# [WHAT IS EXPECTED]
Return each line of the records below in which the string "query" turns up.

# [DATA EXTRACTS]

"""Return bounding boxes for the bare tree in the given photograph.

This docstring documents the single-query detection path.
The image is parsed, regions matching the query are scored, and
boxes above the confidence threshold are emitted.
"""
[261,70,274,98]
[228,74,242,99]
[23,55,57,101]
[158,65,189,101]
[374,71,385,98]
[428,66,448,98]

# [ANSWER TO THE EXERCISE]
This docstring documents the single-query detection path.
The image is parsed, regions matching the query are scored, and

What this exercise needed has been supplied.